Das Notfallinstrument solle im Binnenmarkt die Stabilität der Lieferketten für wichtige Güter und Dienstleistungen garantieren, erklärte der belgische Wirtschafts- und Arbeitsminister Pierre-Yves Dermagne für die EU-Ratspräsidentschaft. „In Krisenzeiten muss die EU vermeiden, ungerechtfertigte Hindernisse aufzubauen, gleichzeitig müssen Grundrechte inklusive des Streikrechts respektiert werden.“

Gründe für Grenzschließungen eingeschränkt

Der EP-Chefunterhändler Andreas Schwab (CDU) sagte, das Gesetz enthalte eine „schwarze Liste“ von Gründen, die eine Grenzschließung nicht mehr rechtfertigen. „Außerdem wird die Kommission Formulare für Dienstleister und Arbeitnehmer entwickeln, damit diese auch im Krisenfall die Grenze zur Arbeit überqueren können. Dies ist der erste Schritt, um im nächsten Notfall den Grenzübertritt per QR-Code zu ermöglichen, und in Richtung Digitalisierung der A1-Bescheinigung, an der die belgische Ratspräsidentschaft ebenfalls arbeitet“, erklärte Schwab.

Die EU-Kommission und eine neue Beratergruppe sollen die Risiken für den Binnenmarkt künftig mit einem Drei-Stufen-System bewerten.

  • Vorbeugung: Zeit für Notfallpläne und -übungen, Schulungen und den Aufbau eines Frühwarnsystems.
  • Wachsamkeit: Eine Krise droht und Kommission sowie Mitgliedsstaaten sollten unter anderem die für diese Krise besonders wichtigen Güter und deren Hersteller identifizieren und sich über Lagerbestände und Produktionskapazitäten informieren.

**Aufgaben:**
a: Schreibe aus dem Text zum EU-Notfallinstrument die Stelle von „Gründe für Grenzschließungen“ bis einschließlich „Aufbau eines Frühwarnsystems.“ ab.
b: Nenne alles, wofür laut dem Text zum EU-Notfallinstrument in der Stufe „Vorbeugung“ Zeit sein soll.
c: Führe den Text zum EU-Notfallinstrument im Binnenmarkt nach seinem letzten Satz weiter.

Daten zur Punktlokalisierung
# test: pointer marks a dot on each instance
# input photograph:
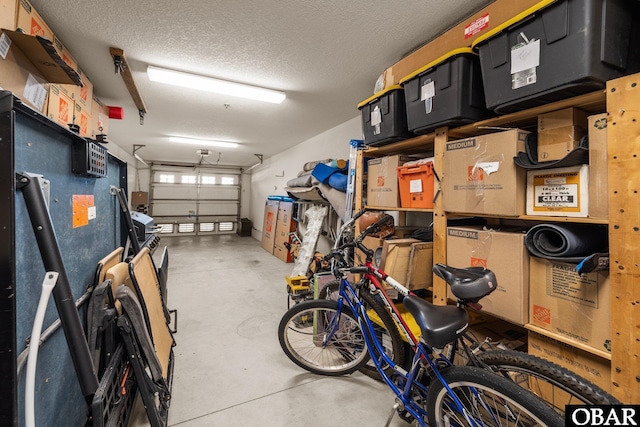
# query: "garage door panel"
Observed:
(188, 200)
(218, 208)
(174, 191)
(218, 193)
(177, 208)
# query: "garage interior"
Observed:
(232, 202)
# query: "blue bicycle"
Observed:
(338, 337)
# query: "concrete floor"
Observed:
(229, 368)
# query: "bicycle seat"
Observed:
(439, 325)
(467, 284)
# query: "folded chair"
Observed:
(144, 327)
(101, 315)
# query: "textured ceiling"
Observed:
(326, 55)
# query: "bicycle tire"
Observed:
(528, 370)
(397, 349)
(486, 396)
(301, 333)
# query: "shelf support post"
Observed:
(623, 145)
(439, 220)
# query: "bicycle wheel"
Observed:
(387, 333)
(304, 329)
(553, 383)
(488, 400)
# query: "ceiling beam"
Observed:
(122, 68)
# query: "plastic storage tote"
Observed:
(559, 49)
(445, 92)
(416, 185)
(384, 118)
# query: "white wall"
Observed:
(272, 176)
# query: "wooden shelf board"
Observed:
(386, 208)
(533, 218)
(412, 145)
(557, 337)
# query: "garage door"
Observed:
(195, 200)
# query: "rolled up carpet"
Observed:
(566, 242)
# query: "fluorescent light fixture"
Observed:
(210, 84)
(205, 142)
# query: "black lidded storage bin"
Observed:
(445, 92)
(582, 44)
(384, 120)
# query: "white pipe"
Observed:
(49, 282)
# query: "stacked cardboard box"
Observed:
(480, 176)
(504, 253)
(67, 104)
(462, 35)
(382, 181)
(269, 225)
(573, 306)
(284, 226)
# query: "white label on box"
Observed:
(34, 92)
(525, 56)
(564, 282)
(428, 90)
(415, 186)
(524, 78)
(557, 196)
(488, 167)
(5, 44)
(376, 117)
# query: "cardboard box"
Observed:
(589, 366)
(20, 76)
(420, 273)
(574, 306)
(504, 253)
(480, 177)
(559, 132)
(417, 186)
(462, 35)
(284, 226)
(558, 192)
(29, 20)
(282, 253)
(269, 225)
(382, 181)
(60, 107)
(99, 119)
(598, 167)
(139, 198)
(65, 54)
(84, 93)
(373, 243)
(408, 261)
(82, 118)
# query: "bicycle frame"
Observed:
(422, 352)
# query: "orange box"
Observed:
(99, 118)
(30, 21)
(61, 107)
(82, 118)
(416, 185)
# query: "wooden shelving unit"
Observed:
(622, 102)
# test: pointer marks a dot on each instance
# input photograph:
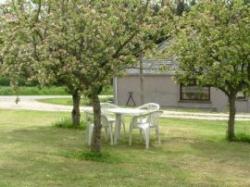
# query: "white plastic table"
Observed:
(118, 113)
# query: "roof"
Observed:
(154, 67)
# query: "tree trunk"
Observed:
(96, 139)
(231, 121)
(75, 114)
(141, 82)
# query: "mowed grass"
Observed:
(193, 153)
(68, 101)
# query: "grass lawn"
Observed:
(193, 153)
(68, 101)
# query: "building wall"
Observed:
(162, 89)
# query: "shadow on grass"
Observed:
(242, 138)
(104, 157)
(66, 123)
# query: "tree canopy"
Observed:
(213, 49)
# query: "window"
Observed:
(194, 93)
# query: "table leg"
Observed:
(117, 128)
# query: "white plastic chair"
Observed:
(106, 124)
(111, 117)
(144, 123)
(150, 106)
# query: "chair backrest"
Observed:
(104, 120)
(155, 117)
(105, 106)
(150, 106)
(142, 118)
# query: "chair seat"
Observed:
(145, 125)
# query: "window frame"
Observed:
(195, 100)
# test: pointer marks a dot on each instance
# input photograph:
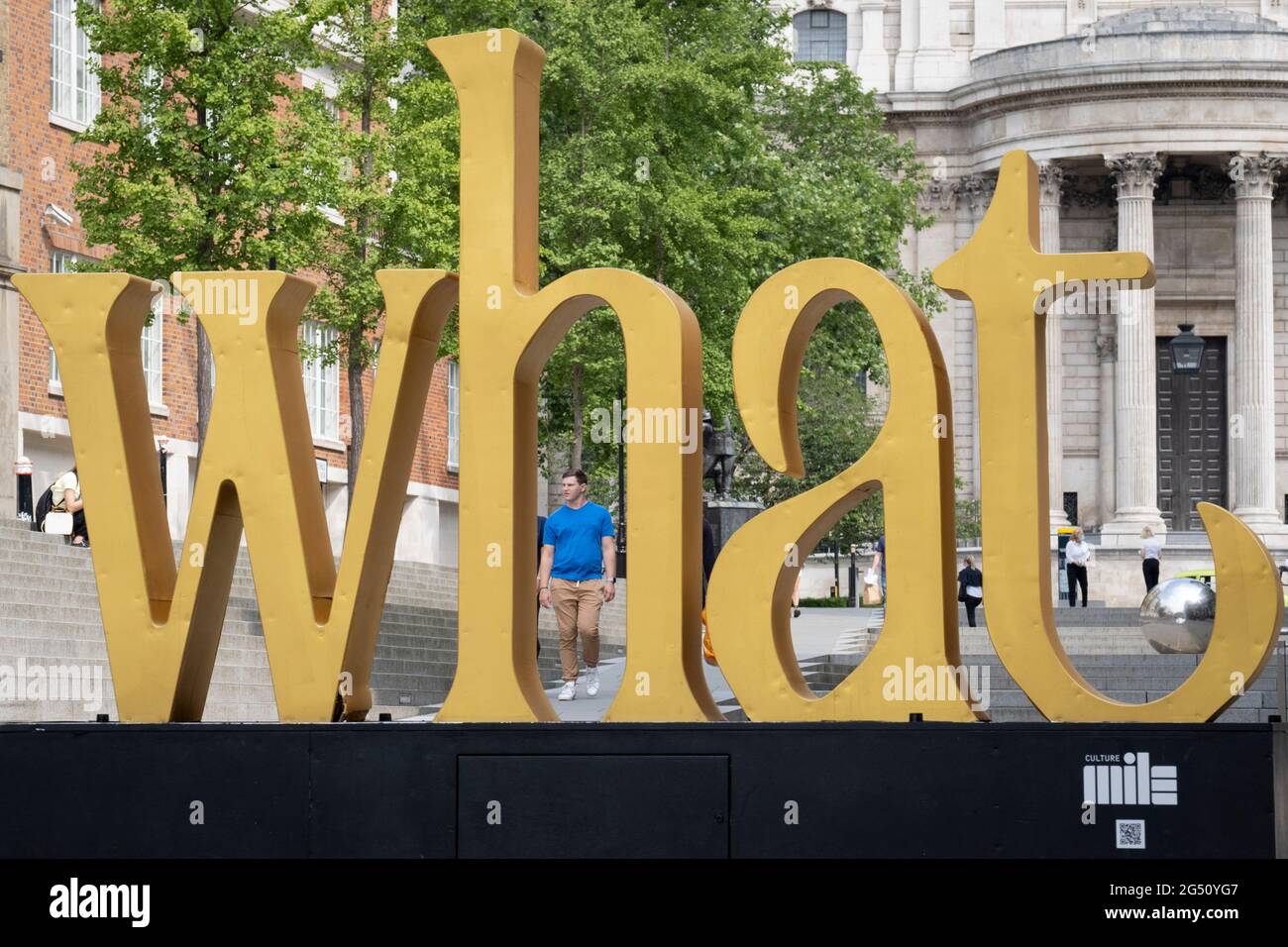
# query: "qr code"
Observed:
(1129, 832)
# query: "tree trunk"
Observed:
(205, 386)
(359, 425)
(576, 416)
(357, 403)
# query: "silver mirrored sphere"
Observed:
(1176, 616)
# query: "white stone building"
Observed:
(1155, 128)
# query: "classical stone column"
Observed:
(974, 193)
(11, 432)
(874, 62)
(910, 38)
(1252, 421)
(1134, 380)
(1050, 184)
(1107, 354)
(990, 27)
(932, 68)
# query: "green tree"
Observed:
(376, 202)
(681, 141)
(207, 157)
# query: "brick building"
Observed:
(48, 93)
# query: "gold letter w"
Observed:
(162, 622)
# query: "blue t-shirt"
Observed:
(578, 538)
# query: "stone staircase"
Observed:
(1131, 677)
(1107, 647)
(50, 618)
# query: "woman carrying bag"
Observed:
(65, 514)
(970, 587)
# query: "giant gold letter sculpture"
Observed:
(999, 270)
(162, 625)
(911, 462)
(509, 329)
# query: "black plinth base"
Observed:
(640, 791)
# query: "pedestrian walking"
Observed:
(879, 564)
(970, 587)
(65, 497)
(1150, 551)
(1077, 557)
(579, 575)
(541, 534)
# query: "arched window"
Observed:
(819, 37)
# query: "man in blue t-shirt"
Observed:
(579, 575)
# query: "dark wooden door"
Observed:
(1192, 437)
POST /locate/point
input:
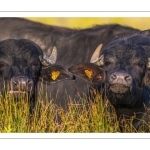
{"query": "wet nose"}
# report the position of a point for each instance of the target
(22, 83)
(120, 77)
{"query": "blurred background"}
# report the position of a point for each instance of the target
(142, 23)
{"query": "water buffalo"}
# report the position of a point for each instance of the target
(73, 45)
(123, 69)
(22, 65)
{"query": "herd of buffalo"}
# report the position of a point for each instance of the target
(111, 57)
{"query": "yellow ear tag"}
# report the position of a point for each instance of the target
(88, 73)
(55, 75)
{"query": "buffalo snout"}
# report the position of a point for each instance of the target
(120, 81)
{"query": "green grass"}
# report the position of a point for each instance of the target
(82, 117)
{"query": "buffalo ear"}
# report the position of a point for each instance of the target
(55, 73)
(89, 72)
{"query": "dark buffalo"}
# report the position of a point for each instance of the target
(123, 67)
(22, 65)
(73, 45)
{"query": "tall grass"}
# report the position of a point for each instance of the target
(92, 116)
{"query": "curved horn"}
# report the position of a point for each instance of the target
(48, 60)
(96, 59)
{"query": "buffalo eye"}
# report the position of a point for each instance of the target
(141, 64)
(3, 65)
(107, 62)
(35, 65)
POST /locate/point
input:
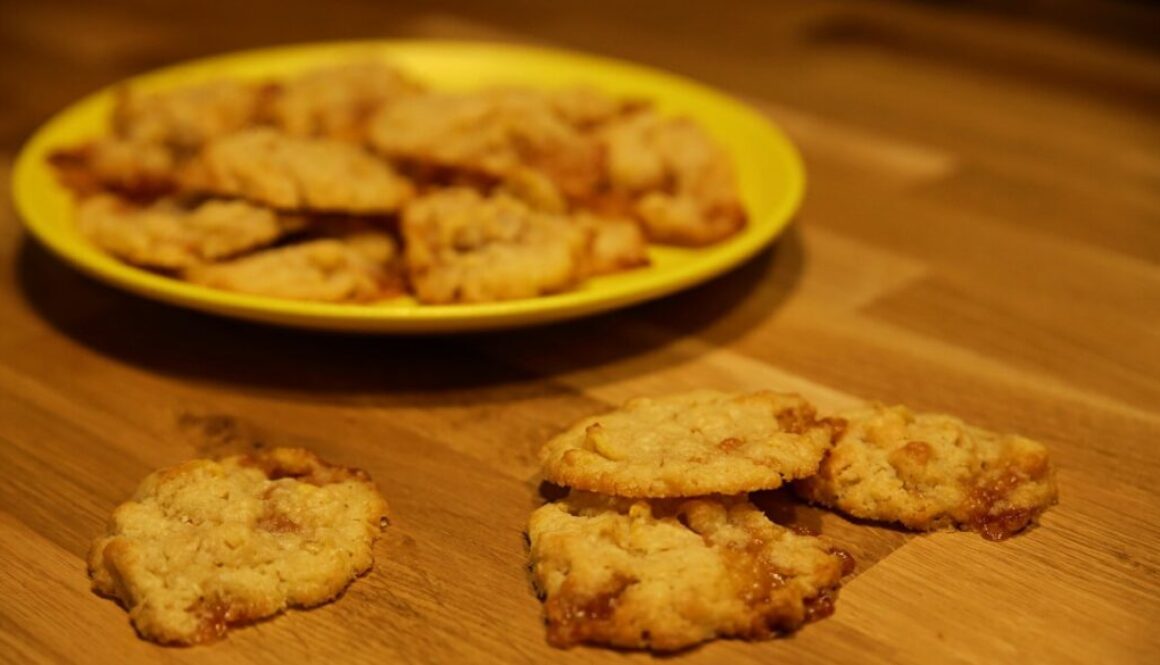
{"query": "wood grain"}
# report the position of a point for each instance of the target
(981, 237)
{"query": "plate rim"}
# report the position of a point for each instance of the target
(581, 302)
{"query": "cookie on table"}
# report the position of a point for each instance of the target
(352, 268)
(693, 443)
(682, 183)
(295, 173)
(668, 573)
(168, 235)
(464, 247)
(930, 471)
(205, 546)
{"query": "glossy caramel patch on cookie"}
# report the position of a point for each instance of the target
(665, 575)
(296, 173)
(932, 471)
(688, 445)
(208, 546)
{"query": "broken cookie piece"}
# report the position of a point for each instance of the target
(666, 575)
(205, 546)
(930, 471)
(688, 445)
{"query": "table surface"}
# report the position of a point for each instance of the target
(980, 237)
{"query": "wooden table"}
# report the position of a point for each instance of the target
(980, 237)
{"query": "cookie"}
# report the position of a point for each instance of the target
(665, 575)
(136, 170)
(353, 268)
(204, 547)
(295, 173)
(186, 118)
(688, 445)
(338, 101)
(168, 235)
(464, 247)
(682, 182)
(614, 244)
(930, 471)
(495, 132)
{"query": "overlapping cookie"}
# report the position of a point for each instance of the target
(204, 547)
(688, 445)
(567, 183)
(666, 575)
(929, 471)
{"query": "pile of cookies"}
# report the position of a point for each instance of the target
(657, 546)
(356, 183)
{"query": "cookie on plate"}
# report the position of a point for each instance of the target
(296, 173)
(168, 235)
(932, 471)
(338, 101)
(682, 183)
(688, 445)
(464, 247)
(665, 575)
(350, 268)
(208, 546)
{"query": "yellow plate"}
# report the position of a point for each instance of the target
(769, 168)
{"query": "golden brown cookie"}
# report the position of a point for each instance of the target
(294, 173)
(683, 183)
(338, 101)
(494, 132)
(614, 244)
(350, 268)
(186, 118)
(665, 575)
(691, 443)
(168, 235)
(204, 547)
(932, 471)
(464, 247)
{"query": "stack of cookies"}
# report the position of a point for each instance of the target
(657, 546)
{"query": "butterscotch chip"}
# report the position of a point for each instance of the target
(171, 236)
(932, 471)
(683, 183)
(294, 173)
(338, 101)
(357, 267)
(204, 547)
(665, 575)
(688, 445)
(464, 247)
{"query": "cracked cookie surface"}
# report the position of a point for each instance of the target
(208, 546)
(694, 443)
(929, 471)
(665, 575)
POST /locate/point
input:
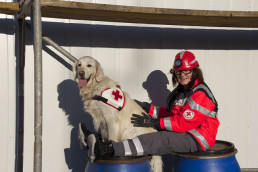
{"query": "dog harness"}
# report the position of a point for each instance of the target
(113, 97)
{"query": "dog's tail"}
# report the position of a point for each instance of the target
(156, 164)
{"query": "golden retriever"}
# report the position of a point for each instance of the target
(113, 124)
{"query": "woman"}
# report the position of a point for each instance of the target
(188, 123)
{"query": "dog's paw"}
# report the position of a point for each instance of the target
(91, 141)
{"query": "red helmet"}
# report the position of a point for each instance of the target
(185, 60)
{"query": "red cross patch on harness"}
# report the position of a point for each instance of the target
(115, 97)
(188, 114)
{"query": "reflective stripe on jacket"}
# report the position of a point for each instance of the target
(194, 111)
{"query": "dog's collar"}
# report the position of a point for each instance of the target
(113, 97)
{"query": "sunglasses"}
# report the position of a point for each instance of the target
(179, 72)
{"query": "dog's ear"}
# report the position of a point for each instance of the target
(75, 70)
(99, 72)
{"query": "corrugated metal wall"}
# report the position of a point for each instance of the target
(138, 57)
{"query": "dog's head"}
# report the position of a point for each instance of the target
(87, 70)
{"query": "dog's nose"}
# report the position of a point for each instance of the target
(82, 73)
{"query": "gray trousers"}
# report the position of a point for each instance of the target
(159, 143)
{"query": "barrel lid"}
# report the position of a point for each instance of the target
(220, 149)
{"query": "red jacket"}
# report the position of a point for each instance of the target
(194, 111)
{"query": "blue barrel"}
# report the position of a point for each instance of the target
(122, 164)
(220, 158)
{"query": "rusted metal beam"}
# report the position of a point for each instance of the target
(25, 8)
(133, 14)
(10, 8)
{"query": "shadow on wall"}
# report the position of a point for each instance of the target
(156, 86)
(87, 35)
(70, 102)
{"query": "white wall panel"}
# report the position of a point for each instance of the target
(7, 94)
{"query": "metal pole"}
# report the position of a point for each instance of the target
(37, 29)
(58, 48)
(20, 97)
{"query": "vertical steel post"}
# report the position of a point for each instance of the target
(37, 29)
(20, 96)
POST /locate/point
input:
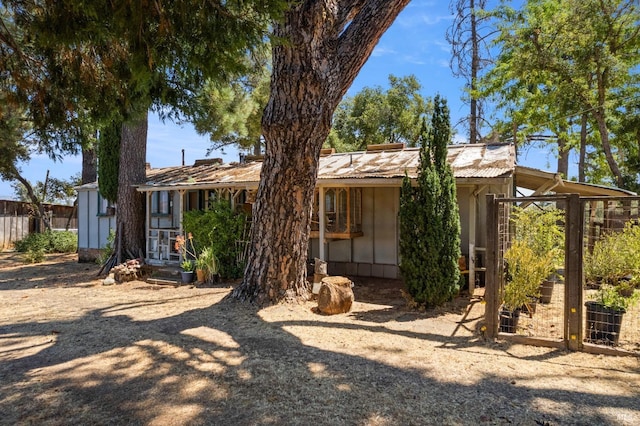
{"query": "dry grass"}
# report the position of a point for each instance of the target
(73, 351)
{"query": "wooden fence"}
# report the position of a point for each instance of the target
(566, 318)
(17, 220)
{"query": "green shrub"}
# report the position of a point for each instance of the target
(64, 242)
(615, 256)
(33, 241)
(541, 229)
(33, 255)
(430, 219)
(219, 228)
(48, 242)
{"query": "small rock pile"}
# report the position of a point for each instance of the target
(128, 271)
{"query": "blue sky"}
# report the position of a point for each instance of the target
(415, 44)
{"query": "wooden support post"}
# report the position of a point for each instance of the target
(471, 264)
(321, 223)
(573, 294)
(492, 278)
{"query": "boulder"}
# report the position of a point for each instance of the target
(335, 296)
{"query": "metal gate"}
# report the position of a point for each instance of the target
(599, 236)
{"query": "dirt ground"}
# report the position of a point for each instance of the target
(76, 352)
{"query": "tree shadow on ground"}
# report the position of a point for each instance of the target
(224, 364)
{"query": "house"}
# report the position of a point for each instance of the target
(355, 224)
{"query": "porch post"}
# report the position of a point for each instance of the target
(492, 280)
(147, 222)
(181, 216)
(321, 223)
(471, 263)
(573, 294)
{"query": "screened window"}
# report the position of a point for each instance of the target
(160, 203)
(105, 207)
(342, 213)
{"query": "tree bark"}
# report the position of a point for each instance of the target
(583, 148)
(563, 155)
(325, 45)
(130, 203)
(89, 165)
(475, 65)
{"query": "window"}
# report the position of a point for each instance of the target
(105, 207)
(160, 203)
(342, 211)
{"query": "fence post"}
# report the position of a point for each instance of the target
(492, 281)
(573, 293)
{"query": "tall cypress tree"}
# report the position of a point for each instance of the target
(109, 160)
(430, 219)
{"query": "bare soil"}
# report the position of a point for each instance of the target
(76, 352)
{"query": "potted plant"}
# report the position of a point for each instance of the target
(614, 258)
(208, 262)
(201, 267)
(606, 310)
(186, 274)
(524, 272)
(539, 228)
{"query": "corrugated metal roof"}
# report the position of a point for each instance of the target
(467, 161)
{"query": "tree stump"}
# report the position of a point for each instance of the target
(335, 296)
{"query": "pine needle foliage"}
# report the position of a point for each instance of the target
(430, 218)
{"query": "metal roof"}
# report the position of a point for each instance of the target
(534, 179)
(467, 161)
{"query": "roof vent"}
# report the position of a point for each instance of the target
(207, 162)
(386, 147)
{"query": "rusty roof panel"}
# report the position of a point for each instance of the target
(467, 161)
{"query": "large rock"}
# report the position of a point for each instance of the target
(335, 296)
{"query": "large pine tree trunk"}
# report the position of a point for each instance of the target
(326, 44)
(131, 210)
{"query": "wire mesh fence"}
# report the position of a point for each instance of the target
(611, 289)
(565, 271)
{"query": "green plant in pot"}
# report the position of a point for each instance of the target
(186, 274)
(540, 227)
(614, 258)
(524, 272)
(208, 262)
(605, 312)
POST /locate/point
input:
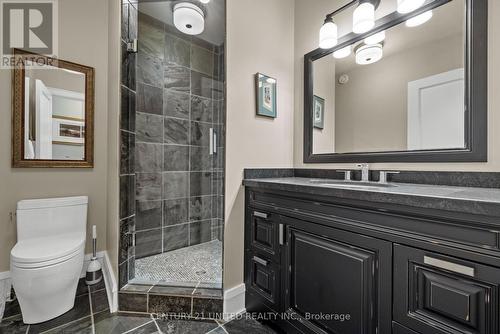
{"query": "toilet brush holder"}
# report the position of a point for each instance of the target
(94, 270)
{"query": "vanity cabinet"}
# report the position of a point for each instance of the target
(314, 265)
(336, 274)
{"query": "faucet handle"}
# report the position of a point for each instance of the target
(347, 174)
(383, 175)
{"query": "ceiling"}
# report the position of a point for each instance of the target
(215, 16)
(448, 20)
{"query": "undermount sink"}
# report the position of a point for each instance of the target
(353, 184)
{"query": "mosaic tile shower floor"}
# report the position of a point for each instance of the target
(199, 265)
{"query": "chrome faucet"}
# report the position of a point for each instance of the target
(365, 172)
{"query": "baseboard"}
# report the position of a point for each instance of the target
(234, 302)
(4, 275)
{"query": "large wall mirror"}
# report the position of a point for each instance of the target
(412, 89)
(52, 112)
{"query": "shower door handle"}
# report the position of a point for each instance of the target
(213, 142)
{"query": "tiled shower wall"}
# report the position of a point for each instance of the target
(127, 133)
(179, 185)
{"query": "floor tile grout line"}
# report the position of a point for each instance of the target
(133, 329)
(91, 310)
(156, 324)
(65, 324)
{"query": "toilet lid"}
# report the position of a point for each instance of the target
(37, 250)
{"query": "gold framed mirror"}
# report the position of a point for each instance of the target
(53, 113)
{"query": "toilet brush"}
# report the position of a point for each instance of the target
(94, 271)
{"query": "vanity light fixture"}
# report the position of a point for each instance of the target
(328, 34)
(419, 19)
(375, 38)
(189, 18)
(342, 53)
(363, 19)
(407, 6)
(368, 54)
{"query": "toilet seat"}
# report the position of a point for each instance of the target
(48, 251)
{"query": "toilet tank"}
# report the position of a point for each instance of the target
(39, 218)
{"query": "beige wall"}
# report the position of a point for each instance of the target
(324, 87)
(378, 120)
(259, 39)
(308, 18)
(83, 38)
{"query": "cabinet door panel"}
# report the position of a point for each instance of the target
(336, 281)
(446, 295)
(263, 281)
(263, 233)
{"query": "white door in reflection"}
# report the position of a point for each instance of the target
(436, 111)
(43, 142)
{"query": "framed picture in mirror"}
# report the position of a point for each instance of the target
(319, 112)
(266, 95)
(53, 113)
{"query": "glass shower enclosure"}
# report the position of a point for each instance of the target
(176, 146)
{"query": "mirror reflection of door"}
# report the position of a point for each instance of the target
(54, 127)
(402, 90)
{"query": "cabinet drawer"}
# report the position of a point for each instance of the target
(398, 329)
(263, 280)
(434, 293)
(264, 233)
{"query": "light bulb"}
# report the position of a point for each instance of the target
(369, 54)
(407, 6)
(419, 19)
(363, 18)
(342, 53)
(375, 38)
(328, 35)
(189, 18)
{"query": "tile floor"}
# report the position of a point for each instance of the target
(199, 265)
(91, 316)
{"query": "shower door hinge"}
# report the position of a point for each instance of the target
(130, 239)
(132, 46)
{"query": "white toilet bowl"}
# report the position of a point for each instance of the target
(47, 261)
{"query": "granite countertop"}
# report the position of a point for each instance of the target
(483, 201)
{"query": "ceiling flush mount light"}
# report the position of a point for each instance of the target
(328, 34)
(189, 18)
(419, 19)
(369, 54)
(375, 38)
(342, 53)
(363, 18)
(407, 6)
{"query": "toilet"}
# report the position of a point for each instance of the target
(47, 260)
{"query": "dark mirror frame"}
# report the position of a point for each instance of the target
(18, 74)
(476, 94)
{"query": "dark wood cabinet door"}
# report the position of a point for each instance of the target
(336, 281)
(438, 294)
(262, 231)
(263, 283)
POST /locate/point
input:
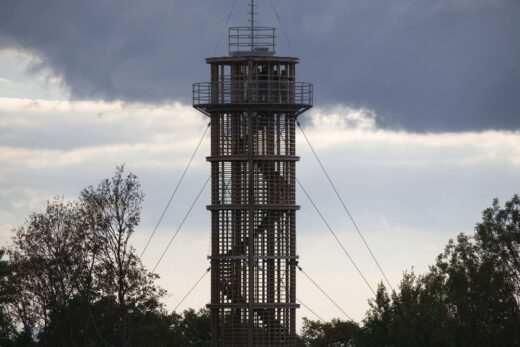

**Lösungen:**
a:
Gründe für Grenzschließungen eingeschränkt

Der EP-Chefunterhändler Andreas Schwab (CDU) sagte, das Gesetz enthalte eine „schwarze Liste“ von Gründen, die eine Grenzschließung nicht mehr rechtfertigen. „Außerdem wird die Kommission Formulare für Dienstleister und Arbeitnehmer entwickeln, damit diese auch im Krisenfall die Grenze zur Arbeit überqueren können. Dies ist der erste Schritt, um im nächsten Notfall den Grenzübertritt per QR-Code zu ermöglichen, und in Richtung Digitalisierung der A1-Bescheinigung, an der die belgische Ratspräsidentschaft ebenfalls arbeitet“, erklärte Schwab.

Die EU-Kommission und eine neue Beratergruppe sollen die Risiken für den Binnenmarkt künftig mit einem Drei-Stufen-System bewerten.

  • Vorbeugung: Zeit für Notfallpläne und -übungen, Schulungen und den Aufbau eines Frühwarnsystems.

b: Notfallpläne, Notfallübungen, Schulungen, Aufbau eines Frühwarnsystems

c:
  • Notfall: Die Krise ist da. Die Kommission kann Informationen von Unternehmen anfordern, diese um vorrangige Produktion bestimmter Güter bitten oder bestimmte Waren (zum Beispiel Impfstoffe) für alle EU-Staaten oder gemeinsam mit ihnen einkaufen.

„Was die drei Stufen angeht, ist es wichtig, sich in den Phasen ‚Vorbeugung‘ und ‚Wachsamkeit‘ ausreichend vorzubereiten, um nicht überrascht zu werden, wenn ein Notfall eintritt“, kommentierte Raluca Marian, Leiterin der EU-Vertretung der International Road Transport Union (IRU), auf Anfrage der DVZ. Sie begrüßte, dass die Mitgliedsstaaten künftig Informationen über Beschränkungen des Grenzverkehrs auf Plattformen mitteilen müssten. „Es ist wichtig, dass diese Plattformen so rasch wie möglich eingerichtet werden“, sagte Marian.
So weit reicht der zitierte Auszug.